Excerpt provided:
----
Your movies for the week

Tekla Rolland
2 min readSep 29, 2020

Clueless

A classic of course. I started with an easy watch; perhaps the easiest of watches. There is a beautiful simplicity to the movie. Cher Horowitz never really has anything insane happen to her. There’s no murder, no mayhem. Just beautiful outfits and sunny Southern California.

Following Horowitz around Beverley Hills while she drives her Jeep through pedestrians and roads alike. It’s a perfect way to start the week. Do some self-care, have a glass of wine, and watch Cher Horowitz find herself and Paul Rudd at the same time.

Portrait of a Lady on Fire

I was hesitant to watch this one because I thought it might be kind of a Call Me By Your Name knockoff. There seems to be kind of a revolution of thought regarding queer movies and CMBYN sort of patented the “beautiful landscape dry story-telling low impact relationship movie”. I know that’s stupid but it is definitely what I was thinking about for the first half of the movie. The long looks, the lack of music, the drab realizations, they’re all so CMBYN.

That being said, there was such a distinct feeling of community in this movie. The relationship between Heloise, Marianne, and Sophie is amazing and complicated. It is full of love and strife, feeling and sympathy.

The overlay of art is also something that Portrait of a Lady on Fire distinguishes itself on. Although CMBYN does a similar thing with sculpture and history, there is this idea of art versus artist. Marianne and Heloise explore the idea that art separates the artist from their own, actual perspective of the world.
----
Extracted records:
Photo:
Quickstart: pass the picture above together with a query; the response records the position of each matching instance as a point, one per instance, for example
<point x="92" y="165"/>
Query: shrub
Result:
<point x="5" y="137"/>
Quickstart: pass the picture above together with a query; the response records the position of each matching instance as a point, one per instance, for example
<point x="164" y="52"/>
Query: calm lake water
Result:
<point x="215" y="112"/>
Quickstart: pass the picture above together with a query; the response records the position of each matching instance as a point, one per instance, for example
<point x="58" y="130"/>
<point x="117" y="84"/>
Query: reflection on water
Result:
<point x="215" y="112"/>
----
Given exercise:
Resume the weekly movie picks after the final sentence about art separating the artist from their own perspective, and keep the same casual voice.

Answer below:
It was a great movie to get my analytical blood flowing, and feed my desire for romantic beauty.

Three Billboards outside Ebbing, Missouri

Oh my god, I am obsessed. Mildred Hayes is quite seriously, my most important role model of the year. The story focuses on my two most favorite things, revenge and justice.

The movie has all the delicious action of a Tarantino movie without all the greasy overtones and feet stuff.

Mildred is furious with the world. She hates it. The way the cops are, the way her family is, the way her daughter was killed. The beauty of the film is that Mildred makes the audience hate the world too. Frances McDormand portrays the complexities of anger in such a digestible way. McDormand’s pain and actions are so functionally understandable that the audience really digs deep into the psychology of her motives.

More importantly though, I LOVE HER. SHE TAKES A STAND, GETS THINGS DONE, AND THEN PULLS THE TRIGGER ON HER LIFE.

In short, I’m obsessed, and you will be too if you haven’t watched it.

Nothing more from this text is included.